Continue the passage about Clamence and the reality of death from the point where it stops.

**SOURCE EXTRACT:**

************

My profession satisfied most happily that vocation for summits. It cleansed me of al bitterness toward my neighbor, whom I always obligated without ever owing him anything. It set me above the judge whom I judged in turn, above the defendant whom I forced to gratitude. Just weigh this, cher monsieur, I lived with impunity. I was concerned in no judgment; I was not the floor of the courtroom, but somewhere in the flies like those gods that are brought down by machinery from time to time to transfigure the action and give it its meaning. After all, living aloft is still the only way of being seen and hailed by the largest number. “ (pp23-24)
Reality of Death
Clamence outlines how society harbors a degree of indifference towards death. This introduces a selfish mindset that he claims is all too prevalent; that a concern for another is triggered first by a concern for ourselves. This observation leads to Clamence expressing his fears surrounding death. Once this fear of death evolves into an acceptance of the grim reality, Clamence discovers a level of happiness within himself.
“Have you noticed that death alone awakens our feelings? How we love the friends who have just left us? How we admire those of our teachers who have ceased to speak, their mouths filled with earth! Then the expression of admiration springs forth naturally, that admiration they were perhaps expecting from us all their lives. But do you know why we are always more just and more generous toward the dead? The reason is simple. With them there is no obligation. They leave us free and we can take our time, fit the testimonial in between a cocktail party and a nice little mistress, in our spare time, in short. If they forced us to anything, it would be to remembering, and we have a short memory. No, it is the recently dead we love among our friends, the painful dead, our emotion, ourselves after all!” (p30)

************

**DATA ENTRIES:**
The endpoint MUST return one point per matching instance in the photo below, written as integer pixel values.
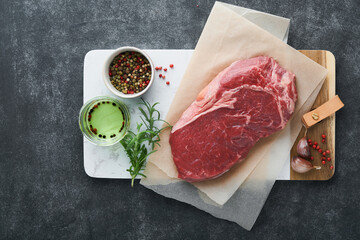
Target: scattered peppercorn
(130, 70)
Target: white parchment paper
(239, 194)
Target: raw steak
(249, 100)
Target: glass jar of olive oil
(104, 120)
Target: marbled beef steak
(249, 100)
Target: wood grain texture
(326, 126)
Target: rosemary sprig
(135, 143)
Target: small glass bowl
(85, 128)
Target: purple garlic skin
(303, 148)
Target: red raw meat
(249, 100)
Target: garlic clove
(301, 165)
(303, 148)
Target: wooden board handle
(322, 112)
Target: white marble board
(111, 162)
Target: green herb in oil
(147, 133)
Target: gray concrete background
(44, 191)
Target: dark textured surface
(44, 191)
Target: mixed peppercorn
(325, 154)
(130, 72)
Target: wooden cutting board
(327, 126)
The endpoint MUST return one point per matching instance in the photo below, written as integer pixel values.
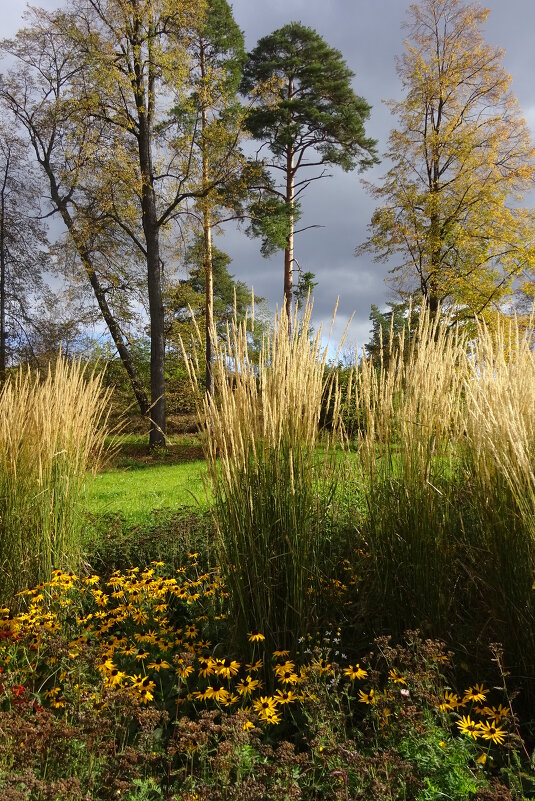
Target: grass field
(136, 493)
(137, 483)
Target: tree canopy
(461, 158)
(307, 113)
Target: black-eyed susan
(367, 698)
(115, 678)
(227, 667)
(490, 731)
(255, 636)
(469, 727)
(475, 693)
(247, 686)
(496, 713)
(191, 631)
(286, 667)
(394, 676)
(355, 673)
(288, 677)
(231, 698)
(285, 697)
(158, 664)
(217, 693)
(451, 701)
(183, 671)
(206, 667)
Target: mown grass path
(137, 492)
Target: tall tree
(23, 243)
(187, 295)
(136, 57)
(307, 113)
(460, 154)
(41, 92)
(217, 56)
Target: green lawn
(137, 492)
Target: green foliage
(322, 112)
(271, 220)
(386, 328)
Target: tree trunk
(154, 286)
(289, 250)
(207, 237)
(3, 359)
(100, 295)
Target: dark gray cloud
(369, 34)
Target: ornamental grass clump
(500, 459)
(411, 412)
(273, 474)
(52, 430)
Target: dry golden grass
(52, 430)
(271, 481)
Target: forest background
(369, 37)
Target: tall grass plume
(273, 473)
(52, 430)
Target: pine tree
(307, 113)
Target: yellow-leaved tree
(461, 160)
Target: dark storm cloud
(369, 34)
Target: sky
(369, 35)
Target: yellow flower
(285, 697)
(395, 677)
(227, 667)
(217, 693)
(115, 678)
(107, 666)
(247, 686)
(287, 667)
(477, 693)
(450, 701)
(355, 672)
(206, 667)
(265, 705)
(367, 698)
(496, 713)
(255, 636)
(144, 686)
(469, 727)
(489, 731)
(288, 677)
(191, 631)
(184, 671)
(158, 664)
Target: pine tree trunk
(154, 286)
(3, 359)
(100, 295)
(289, 250)
(207, 238)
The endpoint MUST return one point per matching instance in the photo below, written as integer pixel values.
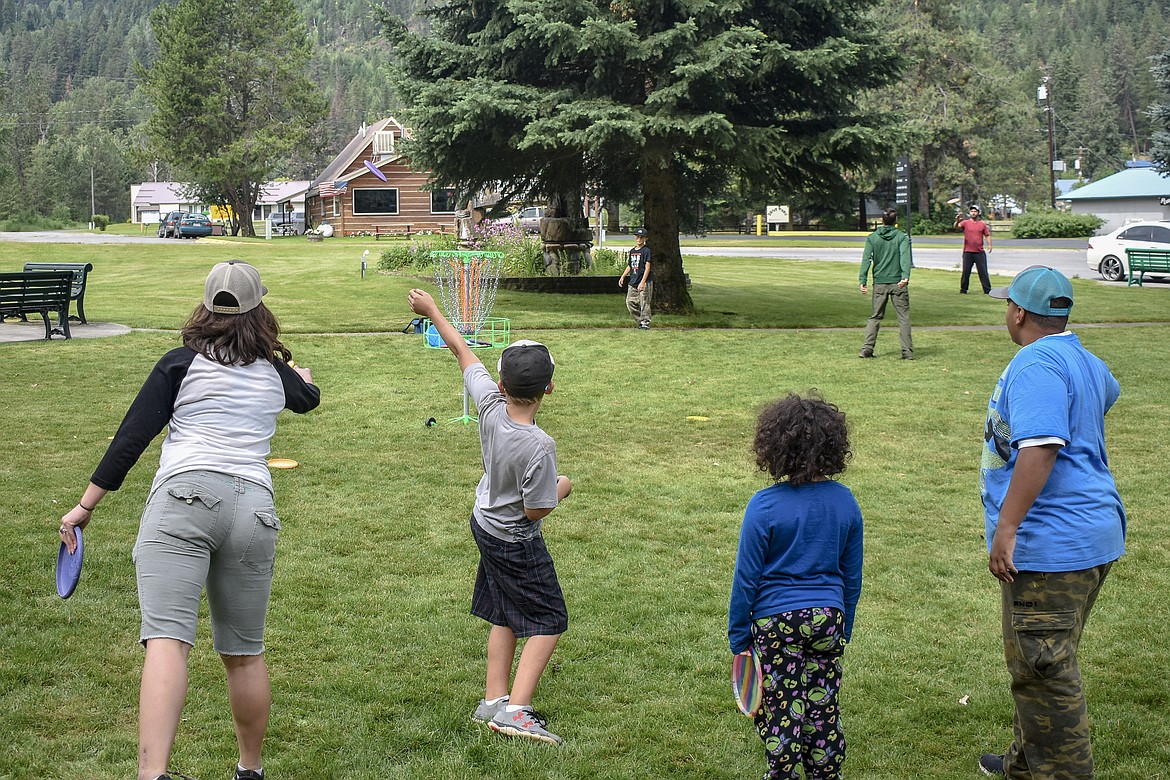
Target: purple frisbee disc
(69, 567)
(373, 170)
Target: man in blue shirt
(1054, 522)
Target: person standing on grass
(1053, 519)
(888, 252)
(516, 588)
(641, 288)
(210, 518)
(797, 584)
(976, 246)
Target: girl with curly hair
(797, 584)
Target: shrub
(1054, 225)
(399, 255)
(415, 254)
(523, 254)
(608, 261)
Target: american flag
(332, 188)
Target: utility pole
(1045, 94)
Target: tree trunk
(612, 218)
(923, 191)
(661, 211)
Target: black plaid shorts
(516, 586)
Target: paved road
(1009, 256)
(80, 236)
(1007, 261)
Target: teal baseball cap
(1036, 288)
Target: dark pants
(979, 260)
(1044, 614)
(881, 296)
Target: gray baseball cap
(238, 280)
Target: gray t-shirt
(520, 464)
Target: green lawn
(376, 663)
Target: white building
(151, 199)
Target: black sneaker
(992, 764)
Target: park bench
(38, 292)
(1147, 261)
(81, 275)
(391, 232)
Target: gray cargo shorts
(207, 529)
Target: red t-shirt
(972, 234)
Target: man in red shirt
(976, 246)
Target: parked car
(193, 226)
(287, 222)
(166, 225)
(527, 219)
(1106, 254)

************

**TASK ANSWER:**
“A doll’s village, isn’t it? No shortage of quaintness here! But I didn’t bring you to this island for quaintness, cher ami. Anyone can show you peasant headdresses, wooden shoes, and ornamented houses with fishermen smoking choice tobacco surrounded by the smell of furniture wax. I am one of the few people, on the other hand, who can show you what really matters here. We are reaching the dike. We’ll have to follow it to get as far as possible from these too charming houses. Please, let’s sit down. Well, what do you think of it? Isn’t it the most beautiful negative landscape? Just see on the left that pile of ashes they call a dune here, the gray dike on the right, the livid beach at our feet, and in front of us, the sea the color of a weak lye-solution with vast sky reflecting the colorless waters. A soggy hell, indeed! Everything horizontal, no relief; space is colorless, and life dead. Is it not universal obliteration, everlasting nothingness made visible? No human beings, above all, no human beings! You and I alone facing the planet at last deserted! The sky is alive? You are right, cher ami. It thickens, becomes concave, opens up air shafts and closes cloudy doors. Those are the doves. Haven’t you noticed that the sky of Holland is filled with millions of doves, invisible because of their altitude, which flap their wings, rise or fall in unison, filling the heavenly space with dense multitudes of grayish feathers carried hither and thither by the wind? The doves wait up there all year round. They wheel above the earth, look down, and would like to come down. But there is nothing but the sea and the canals, roofs covered with shop signs, and never a head on which to light.” (pp60-61)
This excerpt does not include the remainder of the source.